• [Problem to work on]: Reproduce every row below word for word, leaving out the pictures.
• • •
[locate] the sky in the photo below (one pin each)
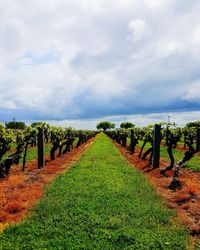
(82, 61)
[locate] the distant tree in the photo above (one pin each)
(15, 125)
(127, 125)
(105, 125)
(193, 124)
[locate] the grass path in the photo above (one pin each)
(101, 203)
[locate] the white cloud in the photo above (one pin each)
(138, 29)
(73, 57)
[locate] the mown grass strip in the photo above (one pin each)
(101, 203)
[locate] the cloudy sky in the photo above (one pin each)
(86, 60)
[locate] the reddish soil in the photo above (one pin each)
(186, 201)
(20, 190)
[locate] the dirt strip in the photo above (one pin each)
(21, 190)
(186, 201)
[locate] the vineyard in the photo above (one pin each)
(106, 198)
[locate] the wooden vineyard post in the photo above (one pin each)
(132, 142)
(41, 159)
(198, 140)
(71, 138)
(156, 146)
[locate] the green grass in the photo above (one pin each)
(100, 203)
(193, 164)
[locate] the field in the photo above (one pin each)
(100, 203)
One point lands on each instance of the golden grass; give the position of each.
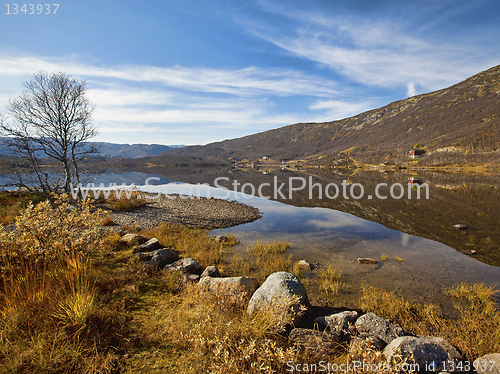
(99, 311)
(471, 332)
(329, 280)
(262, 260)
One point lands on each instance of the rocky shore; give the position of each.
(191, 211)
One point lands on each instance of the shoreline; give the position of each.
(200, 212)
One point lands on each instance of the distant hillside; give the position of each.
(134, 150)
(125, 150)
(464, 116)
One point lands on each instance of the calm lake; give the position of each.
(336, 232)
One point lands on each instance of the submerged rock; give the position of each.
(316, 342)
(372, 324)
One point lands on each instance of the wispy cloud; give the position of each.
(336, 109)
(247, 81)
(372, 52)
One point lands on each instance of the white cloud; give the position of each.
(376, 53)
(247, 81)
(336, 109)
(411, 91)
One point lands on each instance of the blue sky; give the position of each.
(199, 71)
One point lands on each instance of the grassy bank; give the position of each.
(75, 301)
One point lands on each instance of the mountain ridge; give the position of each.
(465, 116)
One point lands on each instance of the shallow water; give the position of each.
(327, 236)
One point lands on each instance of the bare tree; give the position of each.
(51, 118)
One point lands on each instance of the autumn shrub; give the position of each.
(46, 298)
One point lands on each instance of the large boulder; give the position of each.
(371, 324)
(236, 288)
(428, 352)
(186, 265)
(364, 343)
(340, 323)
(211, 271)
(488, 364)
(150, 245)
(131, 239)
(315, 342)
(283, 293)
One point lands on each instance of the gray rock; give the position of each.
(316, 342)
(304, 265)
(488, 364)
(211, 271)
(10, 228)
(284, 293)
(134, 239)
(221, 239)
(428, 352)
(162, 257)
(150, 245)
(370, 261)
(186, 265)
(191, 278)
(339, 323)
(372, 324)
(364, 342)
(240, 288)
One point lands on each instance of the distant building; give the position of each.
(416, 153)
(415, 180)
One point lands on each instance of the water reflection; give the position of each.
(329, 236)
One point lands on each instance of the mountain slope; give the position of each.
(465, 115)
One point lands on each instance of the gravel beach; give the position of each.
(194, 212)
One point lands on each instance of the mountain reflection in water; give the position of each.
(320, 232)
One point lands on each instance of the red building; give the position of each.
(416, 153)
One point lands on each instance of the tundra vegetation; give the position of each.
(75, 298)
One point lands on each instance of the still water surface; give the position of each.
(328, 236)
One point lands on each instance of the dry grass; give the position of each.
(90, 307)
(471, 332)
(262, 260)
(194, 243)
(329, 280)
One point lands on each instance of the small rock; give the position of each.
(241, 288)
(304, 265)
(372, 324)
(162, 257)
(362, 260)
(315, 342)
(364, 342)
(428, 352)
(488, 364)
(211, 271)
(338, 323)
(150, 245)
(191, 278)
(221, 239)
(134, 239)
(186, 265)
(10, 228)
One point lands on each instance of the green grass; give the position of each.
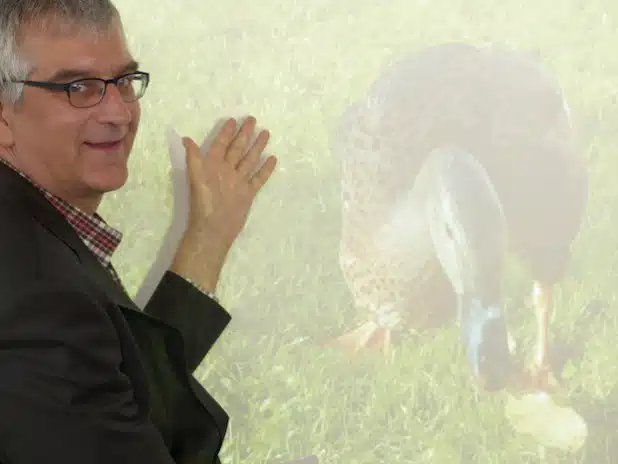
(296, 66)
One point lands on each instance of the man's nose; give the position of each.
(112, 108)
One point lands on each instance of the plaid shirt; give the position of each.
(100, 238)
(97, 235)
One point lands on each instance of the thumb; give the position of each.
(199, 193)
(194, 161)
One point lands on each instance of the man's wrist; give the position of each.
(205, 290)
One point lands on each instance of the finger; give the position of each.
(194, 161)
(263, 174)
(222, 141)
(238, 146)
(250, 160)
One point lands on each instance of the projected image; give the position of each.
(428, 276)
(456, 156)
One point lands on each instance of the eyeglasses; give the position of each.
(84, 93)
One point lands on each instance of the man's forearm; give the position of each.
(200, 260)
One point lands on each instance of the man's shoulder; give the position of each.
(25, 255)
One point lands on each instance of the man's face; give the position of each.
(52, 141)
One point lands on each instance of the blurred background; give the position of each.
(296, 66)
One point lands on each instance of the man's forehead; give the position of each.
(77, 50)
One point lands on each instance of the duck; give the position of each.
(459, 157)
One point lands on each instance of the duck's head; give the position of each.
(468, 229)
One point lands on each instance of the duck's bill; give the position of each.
• • •
• [The solution]:
[locate] the sky in the photo below (one pin each)
(82, 61)
[locate] the distant tree in the photo above (one pin each)
(15, 125)
(127, 125)
(105, 125)
(193, 124)
[locate] the grass path in the photo above (one pin each)
(101, 203)
[locate] the white cloud in the photo above (one pin each)
(138, 29)
(73, 57)
[locate] the mown grass strip in the photo above (one pin each)
(101, 203)
[locate] the cloudy sky in the photo above (one pin each)
(86, 60)
[locate] the reddish soil in the photo above (one pin each)
(186, 201)
(20, 190)
[locate] the dirt strip in the photo above (one pin each)
(21, 190)
(186, 201)
[locate] the vineyard in the photo above (one pin each)
(106, 198)
[locate] the wooden vineyard post in the photo above (one pin each)
(132, 142)
(41, 159)
(198, 140)
(71, 138)
(156, 146)
[locate] the green grass in the photo above (one pin each)
(100, 203)
(193, 164)
[locate] the field in the photo above (one pin each)
(100, 203)
One point lands on each instance of the golden grass; give the position of each.
(99, 311)
(471, 332)
(329, 280)
(262, 260)
One point lands on each instance of the rocky shore; give the position of each.
(191, 211)
One point lands on each instance of the shoreline; give the position of each.
(200, 212)
One point lands on each instance of the distant hillside; give the position of each.
(134, 150)
(125, 150)
(464, 116)
One point lands on each instance of the calm lake; give the position of each.
(336, 232)
One point lands on each instance of the submerged rock; give the position of each.
(316, 342)
(372, 324)
One point lands on each instance of the wispy cloud; give the position of each.
(336, 109)
(247, 81)
(372, 52)
One point lands on each instance of the white cloud; give the position of each.
(376, 53)
(247, 81)
(336, 109)
(411, 91)
One point lands on each instance of the blue sky; give the position of each.
(199, 71)
One point lands on each instance of the grassy bank; give the position of each.
(75, 301)
One point lands on each instance of the mountain ridge; give the position of each.
(465, 116)
One point lands on each instance of the shallow water; give the position of each.
(327, 236)
One point lands on each instance of the bare tree; give the position of each.
(51, 118)
One point lands on each instance of the autumn shrub; give the position of each.
(46, 298)
One point lands on each instance of the large boulder; give the position of each.
(371, 324)
(236, 288)
(428, 352)
(186, 265)
(364, 343)
(340, 323)
(211, 271)
(488, 364)
(150, 245)
(131, 239)
(315, 342)
(283, 293)
One point lands on each instance of the gray rock; give the position of each.
(316, 342)
(304, 265)
(488, 364)
(211, 271)
(10, 228)
(284, 293)
(134, 239)
(221, 239)
(428, 352)
(162, 257)
(150, 245)
(370, 261)
(186, 265)
(191, 278)
(339, 323)
(372, 324)
(364, 342)
(240, 288)
One point lands on each instance of the distant building; give the position of each.
(416, 153)
(415, 180)
One point lands on each instance of the water reflection; give the position of each.
(329, 236)
One point lands on each instance of the mountain slope; give the position of each.
(465, 115)
One point lands on each instance of the gravel beach; give the position of each.
(194, 212)
One point lands on each instance of the mountain reflection in water; give the position of each.
(320, 232)
One point lands on each instance of the red building; give the position of each.
(416, 153)
One point lands on each instance of the tundra vegetation; give the position of each.
(75, 298)
One point lands on each instance of the still water surface; give the position of each.
(328, 236)
One point lands on each instance of the dry grass; give the position of each.
(90, 307)
(471, 332)
(262, 260)
(194, 243)
(329, 280)
One point lands on each instance of the small rock; give the position of each.
(241, 288)
(304, 265)
(372, 324)
(162, 257)
(362, 260)
(315, 342)
(364, 342)
(428, 352)
(488, 364)
(211, 271)
(338, 323)
(150, 245)
(191, 278)
(221, 239)
(134, 239)
(186, 265)
(10, 228)
One point lands on each instance of the green grass; give the position of each.
(296, 66)
One point lands on each instance of the man's nose; give the position of each.
(112, 108)
One point lands on each instance of the plaid shirt; give the position of each.
(100, 238)
(97, 235)
One point lands on each instance of the thumb; give the position of each.
(199, 193)
(194, 161)
One point lands on each instance of the man's wrist; give the position of each.
(205, 290)
One point lands on each instance of the finger; give the position of each.
(194, 161)
(263, 174)
(222, 141)
(238, 146)
(250, 160)
One point lands on each instance of the projected image; give the position of each.
(428, 276)
(456, 156)
One point lands on each instance of the eyeglasses; give the position of each.
(84, 93)
One point lands on each instance of the man's forearm; give the position of each.
(200, 260)
One point lands on each instance of the man's shoulder; give the position of each.
(25, 255)
One point lands on each instance of the man's face; give the position of each.
(52, 141)
One point lands on each instance of the blurred background; give the position of each.
(296, 66)
One point lands on each instance of the man's forehead; give the position of each.
(77, 50)
One point lands on each instance of the duck; give the position of each.
(459, 157)
One point lands on each instance of the duck's head; give the position of each.
(468, 229)
One point lands on each instance of the duck's bill; give the position of each.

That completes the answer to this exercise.